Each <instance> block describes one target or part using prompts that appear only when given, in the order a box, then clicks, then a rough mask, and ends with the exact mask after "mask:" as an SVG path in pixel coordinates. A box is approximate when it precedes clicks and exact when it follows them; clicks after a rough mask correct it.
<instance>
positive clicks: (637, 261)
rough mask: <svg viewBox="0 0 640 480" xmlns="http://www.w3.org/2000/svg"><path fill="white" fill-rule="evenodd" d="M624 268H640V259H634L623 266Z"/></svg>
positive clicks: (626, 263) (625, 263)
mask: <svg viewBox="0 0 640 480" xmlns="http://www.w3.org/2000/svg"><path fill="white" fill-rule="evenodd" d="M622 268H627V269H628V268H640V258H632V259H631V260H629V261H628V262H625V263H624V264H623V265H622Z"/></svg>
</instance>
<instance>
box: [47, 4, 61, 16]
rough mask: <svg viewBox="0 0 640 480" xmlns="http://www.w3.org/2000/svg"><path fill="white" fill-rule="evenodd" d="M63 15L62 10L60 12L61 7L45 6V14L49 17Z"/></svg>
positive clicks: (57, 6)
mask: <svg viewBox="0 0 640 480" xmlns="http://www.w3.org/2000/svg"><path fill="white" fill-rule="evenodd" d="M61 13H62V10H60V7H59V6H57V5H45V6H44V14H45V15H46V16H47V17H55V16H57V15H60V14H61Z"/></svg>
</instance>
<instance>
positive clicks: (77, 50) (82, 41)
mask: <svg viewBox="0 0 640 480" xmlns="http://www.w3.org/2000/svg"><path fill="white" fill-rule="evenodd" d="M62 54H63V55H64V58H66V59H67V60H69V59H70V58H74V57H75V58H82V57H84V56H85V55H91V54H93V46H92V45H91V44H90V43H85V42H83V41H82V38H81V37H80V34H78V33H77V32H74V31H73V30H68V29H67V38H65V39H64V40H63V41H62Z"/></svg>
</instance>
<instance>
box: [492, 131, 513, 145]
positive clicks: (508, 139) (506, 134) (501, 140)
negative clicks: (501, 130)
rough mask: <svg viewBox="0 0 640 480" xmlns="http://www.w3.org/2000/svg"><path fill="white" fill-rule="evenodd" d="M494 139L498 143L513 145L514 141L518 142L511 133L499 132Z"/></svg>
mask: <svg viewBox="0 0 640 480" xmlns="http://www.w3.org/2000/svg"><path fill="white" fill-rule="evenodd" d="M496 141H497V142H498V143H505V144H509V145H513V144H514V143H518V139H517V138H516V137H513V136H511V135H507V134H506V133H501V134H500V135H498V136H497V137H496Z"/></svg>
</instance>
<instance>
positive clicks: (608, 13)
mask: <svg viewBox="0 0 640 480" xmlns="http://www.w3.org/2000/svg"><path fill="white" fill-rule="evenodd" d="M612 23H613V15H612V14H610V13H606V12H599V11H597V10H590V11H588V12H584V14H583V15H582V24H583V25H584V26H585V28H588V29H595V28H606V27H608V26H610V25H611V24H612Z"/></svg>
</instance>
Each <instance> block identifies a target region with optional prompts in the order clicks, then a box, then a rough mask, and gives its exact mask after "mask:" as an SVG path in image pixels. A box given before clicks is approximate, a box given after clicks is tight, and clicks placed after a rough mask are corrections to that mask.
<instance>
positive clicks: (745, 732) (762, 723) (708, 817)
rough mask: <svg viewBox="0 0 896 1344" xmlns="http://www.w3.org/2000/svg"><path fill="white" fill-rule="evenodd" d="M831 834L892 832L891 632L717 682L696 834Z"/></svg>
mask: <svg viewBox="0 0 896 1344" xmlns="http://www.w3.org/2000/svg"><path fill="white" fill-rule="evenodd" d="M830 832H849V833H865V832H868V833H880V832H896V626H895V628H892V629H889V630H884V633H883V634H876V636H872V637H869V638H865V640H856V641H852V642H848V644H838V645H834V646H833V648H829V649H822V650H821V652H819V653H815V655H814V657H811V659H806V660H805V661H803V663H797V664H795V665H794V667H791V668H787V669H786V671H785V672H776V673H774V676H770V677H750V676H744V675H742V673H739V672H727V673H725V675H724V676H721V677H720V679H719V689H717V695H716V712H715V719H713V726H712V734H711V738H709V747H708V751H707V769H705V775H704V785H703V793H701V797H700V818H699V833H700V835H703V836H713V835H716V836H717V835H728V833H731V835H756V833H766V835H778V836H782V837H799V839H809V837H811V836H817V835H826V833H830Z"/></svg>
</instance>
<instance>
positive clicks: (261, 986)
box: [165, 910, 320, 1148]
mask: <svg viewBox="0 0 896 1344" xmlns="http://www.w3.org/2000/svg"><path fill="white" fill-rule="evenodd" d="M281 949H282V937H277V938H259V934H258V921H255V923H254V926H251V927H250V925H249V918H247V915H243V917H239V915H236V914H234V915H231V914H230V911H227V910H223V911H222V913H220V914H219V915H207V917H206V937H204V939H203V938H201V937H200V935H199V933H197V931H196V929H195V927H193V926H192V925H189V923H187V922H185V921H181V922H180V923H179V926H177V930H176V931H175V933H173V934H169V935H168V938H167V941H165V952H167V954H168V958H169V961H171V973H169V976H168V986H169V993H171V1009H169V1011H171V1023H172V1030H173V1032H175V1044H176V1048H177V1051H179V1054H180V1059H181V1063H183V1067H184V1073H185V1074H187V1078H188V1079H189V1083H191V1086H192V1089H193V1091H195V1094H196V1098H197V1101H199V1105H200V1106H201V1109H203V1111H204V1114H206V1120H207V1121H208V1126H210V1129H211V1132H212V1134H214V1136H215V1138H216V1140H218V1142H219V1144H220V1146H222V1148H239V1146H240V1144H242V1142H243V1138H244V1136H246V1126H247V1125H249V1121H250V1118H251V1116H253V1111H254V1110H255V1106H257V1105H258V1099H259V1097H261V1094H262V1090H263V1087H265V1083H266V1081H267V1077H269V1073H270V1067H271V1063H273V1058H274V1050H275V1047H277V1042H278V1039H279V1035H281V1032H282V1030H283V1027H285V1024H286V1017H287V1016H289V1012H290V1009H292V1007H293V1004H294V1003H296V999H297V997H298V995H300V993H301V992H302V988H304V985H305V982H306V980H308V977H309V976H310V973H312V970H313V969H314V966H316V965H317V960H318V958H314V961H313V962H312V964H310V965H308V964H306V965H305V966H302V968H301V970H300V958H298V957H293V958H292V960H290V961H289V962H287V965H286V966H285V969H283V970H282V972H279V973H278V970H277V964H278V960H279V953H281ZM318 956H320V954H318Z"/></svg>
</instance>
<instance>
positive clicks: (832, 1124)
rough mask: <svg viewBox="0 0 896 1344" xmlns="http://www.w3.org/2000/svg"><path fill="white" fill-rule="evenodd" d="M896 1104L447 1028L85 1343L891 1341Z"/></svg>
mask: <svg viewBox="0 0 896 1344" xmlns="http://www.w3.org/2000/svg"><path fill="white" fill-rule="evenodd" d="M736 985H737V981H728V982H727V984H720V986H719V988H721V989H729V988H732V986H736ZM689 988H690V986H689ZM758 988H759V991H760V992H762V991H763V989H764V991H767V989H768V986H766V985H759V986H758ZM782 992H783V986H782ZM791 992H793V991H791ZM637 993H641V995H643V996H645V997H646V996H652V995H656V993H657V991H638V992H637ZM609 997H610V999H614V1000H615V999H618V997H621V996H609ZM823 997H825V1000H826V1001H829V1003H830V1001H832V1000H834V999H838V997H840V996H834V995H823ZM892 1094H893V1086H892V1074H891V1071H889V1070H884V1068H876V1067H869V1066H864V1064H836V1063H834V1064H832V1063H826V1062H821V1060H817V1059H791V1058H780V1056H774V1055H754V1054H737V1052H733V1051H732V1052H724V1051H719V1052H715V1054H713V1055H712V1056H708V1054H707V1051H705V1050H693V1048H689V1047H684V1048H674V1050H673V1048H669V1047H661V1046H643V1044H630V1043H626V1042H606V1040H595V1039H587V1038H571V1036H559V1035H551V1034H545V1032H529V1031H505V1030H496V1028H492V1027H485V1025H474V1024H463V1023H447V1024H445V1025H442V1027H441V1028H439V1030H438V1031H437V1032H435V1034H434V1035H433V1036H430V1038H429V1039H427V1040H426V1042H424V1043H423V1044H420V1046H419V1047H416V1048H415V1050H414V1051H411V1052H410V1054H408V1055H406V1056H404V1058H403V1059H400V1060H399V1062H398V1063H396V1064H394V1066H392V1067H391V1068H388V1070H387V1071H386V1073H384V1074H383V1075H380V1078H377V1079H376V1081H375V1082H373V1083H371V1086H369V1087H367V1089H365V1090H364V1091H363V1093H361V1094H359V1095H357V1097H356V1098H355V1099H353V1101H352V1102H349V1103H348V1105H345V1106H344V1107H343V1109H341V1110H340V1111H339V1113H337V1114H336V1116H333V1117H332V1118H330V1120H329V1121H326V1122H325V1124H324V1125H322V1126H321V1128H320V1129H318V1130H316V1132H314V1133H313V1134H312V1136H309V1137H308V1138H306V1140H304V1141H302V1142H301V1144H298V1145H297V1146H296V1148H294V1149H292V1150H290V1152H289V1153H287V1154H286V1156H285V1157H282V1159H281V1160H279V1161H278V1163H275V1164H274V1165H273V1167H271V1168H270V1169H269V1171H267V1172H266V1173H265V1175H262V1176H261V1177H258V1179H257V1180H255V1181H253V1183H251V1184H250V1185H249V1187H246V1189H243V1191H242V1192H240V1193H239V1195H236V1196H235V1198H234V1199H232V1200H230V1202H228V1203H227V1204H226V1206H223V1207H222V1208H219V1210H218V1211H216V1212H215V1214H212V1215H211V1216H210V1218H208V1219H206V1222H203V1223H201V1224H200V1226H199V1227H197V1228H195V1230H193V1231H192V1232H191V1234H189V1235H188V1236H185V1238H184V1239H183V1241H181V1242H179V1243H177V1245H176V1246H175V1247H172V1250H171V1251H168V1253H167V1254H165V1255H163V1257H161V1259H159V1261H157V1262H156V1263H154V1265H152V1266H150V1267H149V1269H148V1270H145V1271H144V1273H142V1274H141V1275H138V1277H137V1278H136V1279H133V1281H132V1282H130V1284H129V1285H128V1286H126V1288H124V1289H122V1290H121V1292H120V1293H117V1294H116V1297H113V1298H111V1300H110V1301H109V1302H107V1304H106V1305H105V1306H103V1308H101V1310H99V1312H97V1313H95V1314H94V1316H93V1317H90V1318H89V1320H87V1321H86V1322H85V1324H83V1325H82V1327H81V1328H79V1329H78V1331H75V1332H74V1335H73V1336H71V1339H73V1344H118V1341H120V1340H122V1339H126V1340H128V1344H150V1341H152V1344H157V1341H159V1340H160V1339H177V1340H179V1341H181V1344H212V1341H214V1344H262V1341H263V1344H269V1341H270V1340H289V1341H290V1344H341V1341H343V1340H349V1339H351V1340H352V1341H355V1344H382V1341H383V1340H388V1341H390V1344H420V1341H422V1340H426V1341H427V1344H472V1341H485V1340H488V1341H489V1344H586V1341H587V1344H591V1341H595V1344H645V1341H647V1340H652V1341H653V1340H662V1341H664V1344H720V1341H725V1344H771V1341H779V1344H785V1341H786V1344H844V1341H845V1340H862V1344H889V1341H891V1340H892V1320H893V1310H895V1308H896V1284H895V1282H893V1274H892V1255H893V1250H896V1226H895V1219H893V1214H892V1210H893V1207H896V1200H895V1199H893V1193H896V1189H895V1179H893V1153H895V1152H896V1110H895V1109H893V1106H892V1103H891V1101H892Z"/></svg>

▸ **Task statement**
Lines from the beginning of the data above through the line containing "box: [47, 4, 61, 16]" are to be returned exactly, and no others.

▸ **Task response**
Each <instance> block describes one target or part using prompts that appear only when given, in the order a box, then clicks, then a rough mask, and ends with the exact mask after "mask:" as an SVG path in pixel coordinates. A box is approximate when it precedes clicks and exact when it follows them; clicks after a rough mask correct it.
<instance>
positive clicks: (637, 261)
rough mask: <svg viewBox="0 0 640 480" xmlns="http://www.w3.org/2000/svg"><path fill="white" fill-rule="evenodd" d="M624 268H640V259H634L623 266Z"/></svg>
positive clicks: (626, 263) (625, 263)
mask: <svg viewBox="0 0 640 480" xmlns="http://www.w3.org/2000/svg"><path fill="white" fill-rule="evenodd" d="M622 268H627V269H628V268H640V258H632V259H631V260H629V261H628V262H625V263H624V264H623V265H622Z"/></svg>
</instance>
<instance>
box: [47, 4, 61, 16]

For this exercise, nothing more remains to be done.